Quando io e il mio gruppetto arrivammo sotto la Tour Eiffel, stavamo cercando disperatamente un posto economico in cui mangiare (una rarità praticamente!). Avevamo optato per Mc Donald's, ma pur avendo chiesto a ben 3 signori, tutti quanti ci avevano dirottato altrove. Simpatici i francesi... infine, chiedemmo a un signore che vendeva braccialetti di corda. Ci disse che dall'Africa era passato in Italia per raggiungere la Francia e parlava italiano. Ci indicò finalmente la direzione giusta. 
Nel pomeriggio, dopo aver ripreso un po' di energie, salimmo a Montmartre, visitando la Basilica del Sacro Cuore. Ricordo poco della serata. Ero stanca, ma certamente le foto avranno immortalato anche quei momenti.
Questa fu la mia unica volta a Parigi. Ci sarei voluta tornare, ma non nego che sia una meta piuttosto costosa e che, in questi anni, non me lo sia potuto permettere. Una mia amica, una volta, mi disse: "Ci tornerai per il tuo viaggio di nozze, che dici?". All'epoca mi misi a ridere, già disillusa su quell'opportunità futura che classificavo tra le cose "impossibili". E infatti, a Parigi non ci sono tornata, né da sola, né accompagnata... ma mai dire mai.


Detto ciò, passiamo alla storia vera e propria. Rosalie è un po' come me: mentre a tutte le bambine (o quasi) piaceva il rosa, a me affascinava l'azzurro, il colore del cielo e, di conseguenza, del mare. Anche gli occhi di Rosalie sono azzurri e si abbinano perfettamente a una lunga treccia castana. La nostra protagonista è un'artista, osteggiata dalla sua mamma (tipico) che avrebbe voluto per lei un futuro diverso. Ma Rosalie, una volta terminati gli studi, è felice così e riesce ad aprirsi una cartoleria "Luna Luna", dove vende deliziosi bigliettini che dipinge lei stessa, penne, matite, colori e tutti quegli oggetti bellissimi che si trovavano nelle cartolerie di qualche anno fa (a Roma, questo tipo di negozi sono quasi scomparsi).

## Record da una fonte di dati
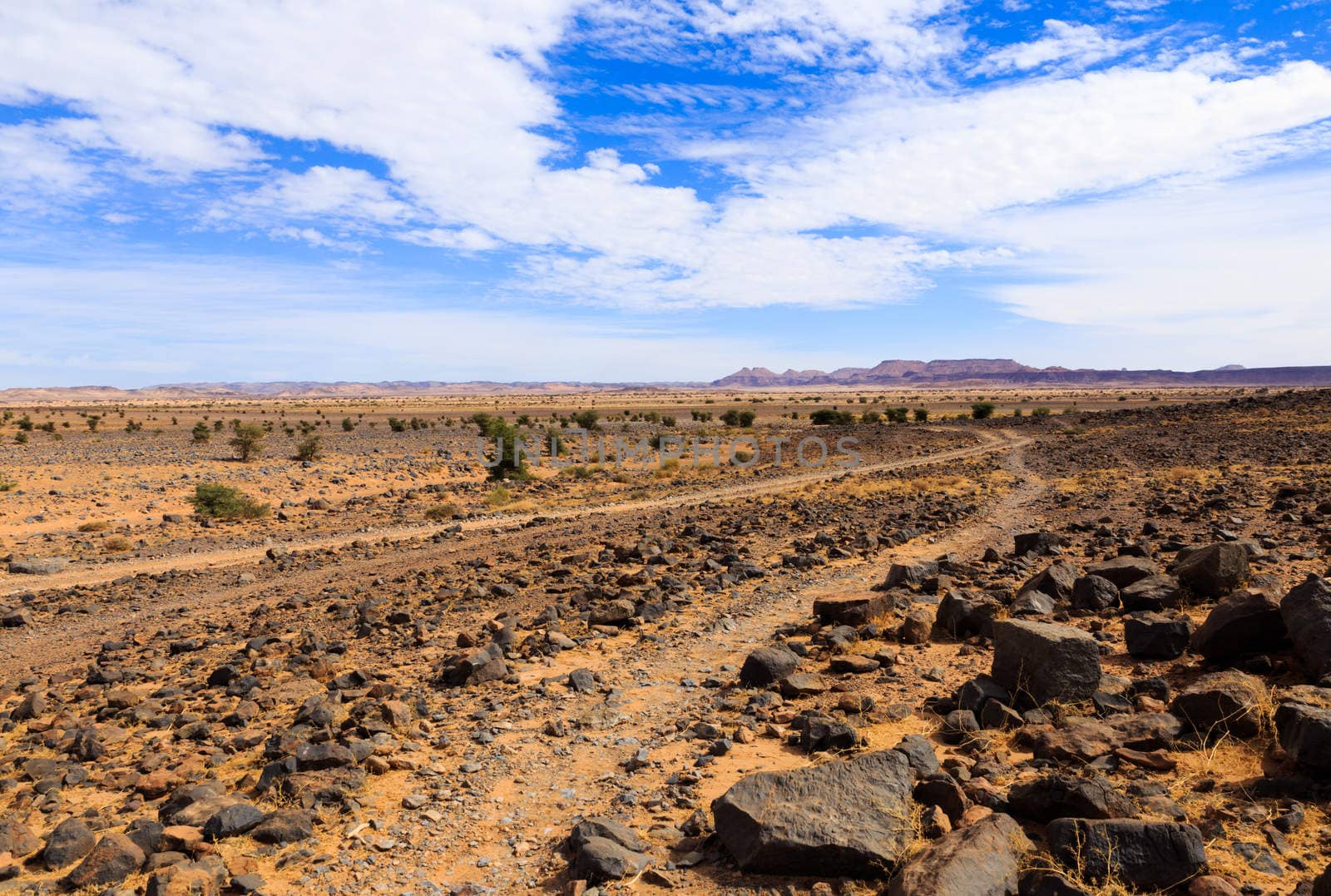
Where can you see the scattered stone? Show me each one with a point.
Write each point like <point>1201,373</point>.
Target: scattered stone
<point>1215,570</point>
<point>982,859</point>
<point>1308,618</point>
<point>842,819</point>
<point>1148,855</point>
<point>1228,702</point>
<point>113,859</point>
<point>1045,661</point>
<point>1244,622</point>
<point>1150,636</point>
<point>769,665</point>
* * *
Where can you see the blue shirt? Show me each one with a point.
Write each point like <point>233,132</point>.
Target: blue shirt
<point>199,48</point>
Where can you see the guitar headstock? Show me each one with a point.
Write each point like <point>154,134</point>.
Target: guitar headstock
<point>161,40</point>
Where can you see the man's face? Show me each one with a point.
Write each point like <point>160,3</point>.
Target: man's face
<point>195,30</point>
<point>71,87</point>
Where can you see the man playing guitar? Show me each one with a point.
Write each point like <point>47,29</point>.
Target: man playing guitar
==
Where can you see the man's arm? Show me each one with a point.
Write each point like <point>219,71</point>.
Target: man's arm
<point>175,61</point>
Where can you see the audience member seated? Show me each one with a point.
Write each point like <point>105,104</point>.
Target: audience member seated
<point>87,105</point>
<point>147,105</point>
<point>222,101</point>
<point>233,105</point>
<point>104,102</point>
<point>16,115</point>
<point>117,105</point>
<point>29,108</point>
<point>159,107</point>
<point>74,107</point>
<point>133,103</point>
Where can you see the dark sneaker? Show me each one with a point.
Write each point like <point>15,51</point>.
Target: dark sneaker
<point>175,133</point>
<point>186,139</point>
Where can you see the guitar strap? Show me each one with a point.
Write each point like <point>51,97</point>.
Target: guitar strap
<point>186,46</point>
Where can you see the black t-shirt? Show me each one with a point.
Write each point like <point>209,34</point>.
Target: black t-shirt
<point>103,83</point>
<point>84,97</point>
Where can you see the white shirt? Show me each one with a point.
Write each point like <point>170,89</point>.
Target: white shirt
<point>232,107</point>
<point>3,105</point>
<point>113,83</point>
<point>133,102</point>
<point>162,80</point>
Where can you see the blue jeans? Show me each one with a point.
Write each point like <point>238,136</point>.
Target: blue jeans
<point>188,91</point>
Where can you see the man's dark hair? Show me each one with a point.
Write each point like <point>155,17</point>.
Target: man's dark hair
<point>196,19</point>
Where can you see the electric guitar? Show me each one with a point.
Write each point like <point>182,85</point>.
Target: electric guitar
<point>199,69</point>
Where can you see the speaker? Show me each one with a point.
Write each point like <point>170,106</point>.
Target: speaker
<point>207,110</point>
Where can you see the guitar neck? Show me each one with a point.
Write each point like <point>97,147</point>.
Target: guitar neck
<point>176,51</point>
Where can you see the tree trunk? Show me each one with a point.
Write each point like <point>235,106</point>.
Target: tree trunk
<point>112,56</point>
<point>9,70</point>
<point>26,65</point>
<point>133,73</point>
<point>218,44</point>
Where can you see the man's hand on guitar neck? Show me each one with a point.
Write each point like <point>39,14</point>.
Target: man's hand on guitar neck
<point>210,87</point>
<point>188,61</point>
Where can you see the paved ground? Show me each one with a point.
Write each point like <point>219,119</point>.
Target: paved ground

## ELENCO DEI COMPITI
1 > Traduci in inglese questa frase del testo del documento: "Anche gli occhi di Rosalie sono azzurri e si abbinano perfettamente a una lunga treccia castana."
2 > Secondo il testo del documento, come si chiama la cartoleria che apre Rosalie?
3 > Elenca gli articoli che, secondo il testo del documento, Rosalie vende nella sua cartoleria e che vi sono nominati espressamente.
I record non servono a nulla in questo caso.

## RISULTATI PER COMPITO
1 > Rosalie's eyes are also blue, and they go perfectly with a long brown braid.

2 > Si chiama "Luna Luna".

3 >
- bigliettini che dipinge lei stessa
- penne
- matite
- colori